EXERCISE REQUIREMENTS:
A – Please render this sentence from the piece on Barcadia into Spanish: "By both chance and neglect, I found myself wandering in the Warehouse District with a low cellular telephone battery."
B – Carry the piece on Barcadia forward from its last sentence, in the same voice.

EXCERPT PROVIDED:
Dropping A Dime On Barcadia



Gentle reader, as sojourners in this life we must take our entertainment where we find it. The dive bar and the neighborhood bar please us well. But let us indulge our curiosity and step inside an establishment that can be many places at once, brushing by geography and local culture like the broadcast of a syndicated television program. It’s time to take a peek into a chain bar – if only a regional chain bar. We’re off for a game or two, and perhaps a drink, at Barcadia.

 

By both chance and neglect, I found myself wandering in the Warehouse District with a low cellular telephone battery. Our old friend and favorite New Orleans bartender, Billy D, was back in town. And in a post-modern attempt to rendezvous, we’d both left home before deciding on a spot to meet.

 

BARCADIA. I texted as my phone died. 

 

Slick buildings confronted me on all sides at the corner of Tchoupitoulas and Lafayette. The red brick warehouse containing the wine bar, W.I.N.O. on my left, thwarted me with its cash-extraction machines dispensing dribbles of wine. Behind, the tall Loew’s Hotel loomed over its “Plaza d’ Italia.” The Romanesque amphitheater was lit by long neon bulbs so that the columned space seemed a ceremonial site in some original Star Trek episode. The Old No. 77 Hotel, once again quite new and shining with windows in warehouse brick, waited behind.

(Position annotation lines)
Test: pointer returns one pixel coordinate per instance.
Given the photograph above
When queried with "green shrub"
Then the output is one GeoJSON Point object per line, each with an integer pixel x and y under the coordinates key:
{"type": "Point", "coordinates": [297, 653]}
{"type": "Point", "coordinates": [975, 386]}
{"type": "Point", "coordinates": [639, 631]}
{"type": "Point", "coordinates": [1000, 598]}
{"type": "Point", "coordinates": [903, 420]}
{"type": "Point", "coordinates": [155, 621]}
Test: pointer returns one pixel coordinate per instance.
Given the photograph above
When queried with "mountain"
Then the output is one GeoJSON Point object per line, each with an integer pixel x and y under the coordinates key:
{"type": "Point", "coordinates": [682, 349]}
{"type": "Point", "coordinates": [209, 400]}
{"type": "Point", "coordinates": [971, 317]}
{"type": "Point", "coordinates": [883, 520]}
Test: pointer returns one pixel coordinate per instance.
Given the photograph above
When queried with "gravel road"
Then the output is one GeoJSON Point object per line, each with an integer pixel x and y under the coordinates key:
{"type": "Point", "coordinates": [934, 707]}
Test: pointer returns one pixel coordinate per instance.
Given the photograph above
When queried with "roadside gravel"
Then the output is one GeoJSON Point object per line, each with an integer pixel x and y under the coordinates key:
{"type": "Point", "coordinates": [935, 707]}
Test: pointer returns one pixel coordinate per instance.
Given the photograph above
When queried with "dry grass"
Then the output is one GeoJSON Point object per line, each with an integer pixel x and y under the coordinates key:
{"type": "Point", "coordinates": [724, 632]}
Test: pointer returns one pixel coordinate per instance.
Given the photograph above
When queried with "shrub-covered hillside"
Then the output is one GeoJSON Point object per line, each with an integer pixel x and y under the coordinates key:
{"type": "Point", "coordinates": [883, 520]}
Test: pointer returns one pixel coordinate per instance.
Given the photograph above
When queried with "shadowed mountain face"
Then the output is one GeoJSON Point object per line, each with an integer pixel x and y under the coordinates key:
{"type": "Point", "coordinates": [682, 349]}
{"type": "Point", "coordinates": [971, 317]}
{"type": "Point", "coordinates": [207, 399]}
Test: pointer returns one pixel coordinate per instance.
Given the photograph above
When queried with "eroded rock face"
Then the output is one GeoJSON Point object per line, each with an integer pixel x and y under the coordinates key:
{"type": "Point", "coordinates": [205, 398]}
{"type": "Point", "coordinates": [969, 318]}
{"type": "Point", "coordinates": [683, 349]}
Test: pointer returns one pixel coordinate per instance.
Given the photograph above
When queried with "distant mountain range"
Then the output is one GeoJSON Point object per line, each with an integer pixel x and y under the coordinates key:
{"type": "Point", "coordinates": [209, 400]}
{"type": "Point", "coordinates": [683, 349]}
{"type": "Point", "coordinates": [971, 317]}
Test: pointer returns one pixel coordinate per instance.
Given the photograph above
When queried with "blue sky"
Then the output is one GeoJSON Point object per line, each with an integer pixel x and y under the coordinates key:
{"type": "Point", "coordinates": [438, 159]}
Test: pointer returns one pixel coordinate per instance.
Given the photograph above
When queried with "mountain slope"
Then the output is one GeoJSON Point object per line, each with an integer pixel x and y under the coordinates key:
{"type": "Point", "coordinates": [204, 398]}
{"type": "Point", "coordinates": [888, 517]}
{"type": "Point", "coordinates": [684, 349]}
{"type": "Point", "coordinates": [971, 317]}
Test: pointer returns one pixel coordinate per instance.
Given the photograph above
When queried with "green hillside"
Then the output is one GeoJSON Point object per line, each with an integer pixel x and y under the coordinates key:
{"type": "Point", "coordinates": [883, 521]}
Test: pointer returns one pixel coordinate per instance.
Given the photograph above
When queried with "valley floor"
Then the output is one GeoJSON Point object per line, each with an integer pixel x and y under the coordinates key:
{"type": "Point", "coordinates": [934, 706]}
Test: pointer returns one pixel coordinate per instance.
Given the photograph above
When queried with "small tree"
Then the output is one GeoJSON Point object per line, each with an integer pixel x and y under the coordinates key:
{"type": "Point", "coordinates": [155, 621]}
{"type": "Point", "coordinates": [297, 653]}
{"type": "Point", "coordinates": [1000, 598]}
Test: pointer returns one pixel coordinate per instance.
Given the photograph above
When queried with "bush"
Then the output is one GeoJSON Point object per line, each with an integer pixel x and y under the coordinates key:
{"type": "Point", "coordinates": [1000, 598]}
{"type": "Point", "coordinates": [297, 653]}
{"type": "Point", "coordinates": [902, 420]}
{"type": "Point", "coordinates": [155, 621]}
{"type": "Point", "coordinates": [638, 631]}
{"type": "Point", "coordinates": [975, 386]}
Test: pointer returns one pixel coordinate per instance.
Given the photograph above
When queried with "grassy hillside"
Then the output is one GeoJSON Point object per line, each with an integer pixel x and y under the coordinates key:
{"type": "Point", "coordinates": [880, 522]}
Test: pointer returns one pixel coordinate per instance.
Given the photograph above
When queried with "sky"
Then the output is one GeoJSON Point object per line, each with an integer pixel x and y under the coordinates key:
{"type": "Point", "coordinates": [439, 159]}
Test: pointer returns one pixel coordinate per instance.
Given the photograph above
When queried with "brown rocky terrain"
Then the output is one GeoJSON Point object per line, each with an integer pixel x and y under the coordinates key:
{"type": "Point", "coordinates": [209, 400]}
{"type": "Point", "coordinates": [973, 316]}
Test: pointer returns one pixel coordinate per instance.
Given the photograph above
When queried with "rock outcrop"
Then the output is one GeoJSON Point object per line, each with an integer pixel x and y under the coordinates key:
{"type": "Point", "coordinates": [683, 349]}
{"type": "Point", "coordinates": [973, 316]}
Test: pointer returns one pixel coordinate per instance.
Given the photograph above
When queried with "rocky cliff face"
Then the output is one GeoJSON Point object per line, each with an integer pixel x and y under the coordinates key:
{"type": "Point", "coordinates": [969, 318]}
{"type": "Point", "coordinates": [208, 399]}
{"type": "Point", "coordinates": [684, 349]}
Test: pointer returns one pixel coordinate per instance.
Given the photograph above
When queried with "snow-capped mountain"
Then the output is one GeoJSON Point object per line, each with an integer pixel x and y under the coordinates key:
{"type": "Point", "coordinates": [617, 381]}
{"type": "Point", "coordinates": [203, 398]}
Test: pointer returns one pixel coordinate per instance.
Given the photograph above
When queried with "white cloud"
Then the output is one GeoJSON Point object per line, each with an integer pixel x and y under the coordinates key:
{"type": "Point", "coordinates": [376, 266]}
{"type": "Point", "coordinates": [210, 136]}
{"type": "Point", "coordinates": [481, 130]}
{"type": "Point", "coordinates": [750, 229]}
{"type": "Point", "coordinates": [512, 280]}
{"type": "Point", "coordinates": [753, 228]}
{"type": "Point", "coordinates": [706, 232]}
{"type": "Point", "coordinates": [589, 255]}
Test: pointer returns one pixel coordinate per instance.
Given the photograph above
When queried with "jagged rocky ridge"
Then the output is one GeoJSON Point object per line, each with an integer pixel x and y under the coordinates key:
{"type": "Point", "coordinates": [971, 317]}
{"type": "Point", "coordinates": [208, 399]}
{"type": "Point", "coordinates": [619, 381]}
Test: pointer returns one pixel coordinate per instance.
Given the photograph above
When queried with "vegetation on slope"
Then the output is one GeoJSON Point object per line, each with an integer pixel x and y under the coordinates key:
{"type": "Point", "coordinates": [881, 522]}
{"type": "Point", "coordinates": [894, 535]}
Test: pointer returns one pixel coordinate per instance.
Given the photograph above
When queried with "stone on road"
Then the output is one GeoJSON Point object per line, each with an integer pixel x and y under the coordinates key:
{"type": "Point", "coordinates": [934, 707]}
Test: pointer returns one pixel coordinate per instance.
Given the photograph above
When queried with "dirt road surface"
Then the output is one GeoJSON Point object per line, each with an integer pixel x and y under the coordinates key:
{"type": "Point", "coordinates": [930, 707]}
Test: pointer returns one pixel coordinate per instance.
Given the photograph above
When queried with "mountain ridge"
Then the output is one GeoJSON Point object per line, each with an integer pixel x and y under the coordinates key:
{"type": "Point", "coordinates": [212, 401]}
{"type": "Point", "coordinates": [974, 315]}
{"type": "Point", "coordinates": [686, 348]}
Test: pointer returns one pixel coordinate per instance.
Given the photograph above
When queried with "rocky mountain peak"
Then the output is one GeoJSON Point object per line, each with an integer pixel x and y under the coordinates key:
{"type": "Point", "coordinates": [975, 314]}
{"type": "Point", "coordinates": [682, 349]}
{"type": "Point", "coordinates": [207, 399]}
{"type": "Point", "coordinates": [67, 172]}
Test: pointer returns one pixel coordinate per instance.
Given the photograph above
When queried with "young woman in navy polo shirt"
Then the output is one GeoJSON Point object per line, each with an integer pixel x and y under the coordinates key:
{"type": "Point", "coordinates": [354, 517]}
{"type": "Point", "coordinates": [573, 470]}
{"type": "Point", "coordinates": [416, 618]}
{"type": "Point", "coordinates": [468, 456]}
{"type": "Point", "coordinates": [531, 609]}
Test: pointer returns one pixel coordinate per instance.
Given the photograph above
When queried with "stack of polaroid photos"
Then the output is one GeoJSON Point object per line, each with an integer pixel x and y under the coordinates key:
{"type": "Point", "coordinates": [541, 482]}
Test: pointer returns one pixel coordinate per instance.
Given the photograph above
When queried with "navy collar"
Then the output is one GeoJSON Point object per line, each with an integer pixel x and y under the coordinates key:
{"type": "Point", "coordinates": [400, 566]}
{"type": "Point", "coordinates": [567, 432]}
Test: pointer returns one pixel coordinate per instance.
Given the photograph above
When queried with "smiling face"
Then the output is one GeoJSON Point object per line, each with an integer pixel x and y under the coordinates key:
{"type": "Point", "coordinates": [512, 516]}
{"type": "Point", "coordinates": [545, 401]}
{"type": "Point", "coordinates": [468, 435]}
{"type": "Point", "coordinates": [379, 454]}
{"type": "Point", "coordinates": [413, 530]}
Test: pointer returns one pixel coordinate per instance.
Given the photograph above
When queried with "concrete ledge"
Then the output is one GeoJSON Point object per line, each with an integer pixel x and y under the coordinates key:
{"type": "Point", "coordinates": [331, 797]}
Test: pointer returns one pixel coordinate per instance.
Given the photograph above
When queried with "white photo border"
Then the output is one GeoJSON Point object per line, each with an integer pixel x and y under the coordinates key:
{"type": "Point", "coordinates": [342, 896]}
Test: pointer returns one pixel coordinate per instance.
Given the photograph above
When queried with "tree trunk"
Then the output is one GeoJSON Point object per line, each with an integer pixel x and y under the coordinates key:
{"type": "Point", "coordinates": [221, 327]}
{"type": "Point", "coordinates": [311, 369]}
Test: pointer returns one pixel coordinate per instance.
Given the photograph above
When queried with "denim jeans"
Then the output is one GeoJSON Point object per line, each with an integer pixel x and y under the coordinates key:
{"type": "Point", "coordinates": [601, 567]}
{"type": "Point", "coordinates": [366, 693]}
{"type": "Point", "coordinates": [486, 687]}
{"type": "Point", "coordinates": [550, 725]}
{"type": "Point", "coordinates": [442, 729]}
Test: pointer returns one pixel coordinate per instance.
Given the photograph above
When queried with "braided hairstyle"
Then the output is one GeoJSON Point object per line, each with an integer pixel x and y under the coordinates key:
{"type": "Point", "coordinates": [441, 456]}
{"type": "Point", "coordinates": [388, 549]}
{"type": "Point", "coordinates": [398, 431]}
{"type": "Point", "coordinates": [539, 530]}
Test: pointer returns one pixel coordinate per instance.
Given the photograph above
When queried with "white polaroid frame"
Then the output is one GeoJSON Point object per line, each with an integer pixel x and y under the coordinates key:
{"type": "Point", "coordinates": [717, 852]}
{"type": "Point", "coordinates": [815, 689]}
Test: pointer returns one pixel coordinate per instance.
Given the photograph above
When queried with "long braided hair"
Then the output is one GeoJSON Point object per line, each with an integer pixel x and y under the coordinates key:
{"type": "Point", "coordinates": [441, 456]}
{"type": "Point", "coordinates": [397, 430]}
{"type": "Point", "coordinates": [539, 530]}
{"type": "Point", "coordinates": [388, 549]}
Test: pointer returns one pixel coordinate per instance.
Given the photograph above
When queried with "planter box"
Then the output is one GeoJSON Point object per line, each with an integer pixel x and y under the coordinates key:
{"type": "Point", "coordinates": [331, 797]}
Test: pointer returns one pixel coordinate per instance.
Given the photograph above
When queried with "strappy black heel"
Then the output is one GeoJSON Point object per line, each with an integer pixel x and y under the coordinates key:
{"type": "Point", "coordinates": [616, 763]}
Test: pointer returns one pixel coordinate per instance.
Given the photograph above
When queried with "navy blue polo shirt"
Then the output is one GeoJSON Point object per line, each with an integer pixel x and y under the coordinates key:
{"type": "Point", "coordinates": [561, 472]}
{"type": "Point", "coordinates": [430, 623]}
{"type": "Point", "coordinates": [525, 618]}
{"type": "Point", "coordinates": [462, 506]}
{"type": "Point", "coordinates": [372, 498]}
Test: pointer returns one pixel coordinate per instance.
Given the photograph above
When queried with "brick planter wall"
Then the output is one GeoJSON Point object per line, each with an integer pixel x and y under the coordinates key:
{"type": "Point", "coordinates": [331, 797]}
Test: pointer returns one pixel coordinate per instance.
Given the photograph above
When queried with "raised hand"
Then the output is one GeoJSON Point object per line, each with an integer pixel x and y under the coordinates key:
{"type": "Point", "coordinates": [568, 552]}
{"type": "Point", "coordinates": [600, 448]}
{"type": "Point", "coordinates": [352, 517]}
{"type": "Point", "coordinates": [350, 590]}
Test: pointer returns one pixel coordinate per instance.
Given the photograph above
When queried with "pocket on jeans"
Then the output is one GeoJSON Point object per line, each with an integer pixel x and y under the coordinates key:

TASK ANSWERS:
A – Tanto por casualidad como por descuido, me encontré vagando por el Warehouse District con la batería del teléfono celular baja.

B –
 

And Barcadia awaited upon my right. Protruding from the bottom corner of a tall parking structure, the glass garage doors shimmered like dark oil in the night. I’d seen those rolling doors thrown up as I’d passed before, crowds thronging the open space. But September offers the final winks of a deep slumber in this city, and all was quiet but for a scampering family passing on the sidewalk.

 

I made my way past the giant Connect Four boards and wooden picnic tables painted fun colors adorning the front wall, and pushed inside the glass door.

 

A wooden podium greeted me just inside. Two giggling young hostesses slouched and hung about the stand like new brides about their husbands’ necks. The girls looked up from laughing into a cell phone screen for long enough to satisfy themselves that I was no one of consequence and then went back to their object of amusement. Quite astute, I must say.

 

The interior is much like a garage on some TLC program where some over-funded hipster turns sensible automobiles into garish monsters. Exposed brick and polished block work. Gleaming ducts and giant ceiling fan like a futuristic helicopter blade overhead. Sealed and polished concrete floor. All the perimeter walls were lined with ancient arcade games: Galaga, Ms. Pac Man, Mortal Kombat II. Shiny wooden tables and black cushioned chairs populated the center of the wide room, mostly empty.

 

I took at stool at the long bar before me. I rested my elbows upon concrete bartop, emblazoned with the Barcadia logo and waited. Two attractive young bartenders, both expert hands with the makeup, hustled around behind the bar as they changed over shifts.

 

“Welcome to Barcadia. What can get you?” beamed one of the girls with a wide, white smile.

 

The backbar seemed to contain every type of flavored vodka in production, and some that no longer were. Dozens of beer taps from all over the country and beyond stood waiting. But I required strong drink, and as I saw no Pernod, opted for whiskey.

 

“Make it a double for three dollars more?” the bartender asked by rote.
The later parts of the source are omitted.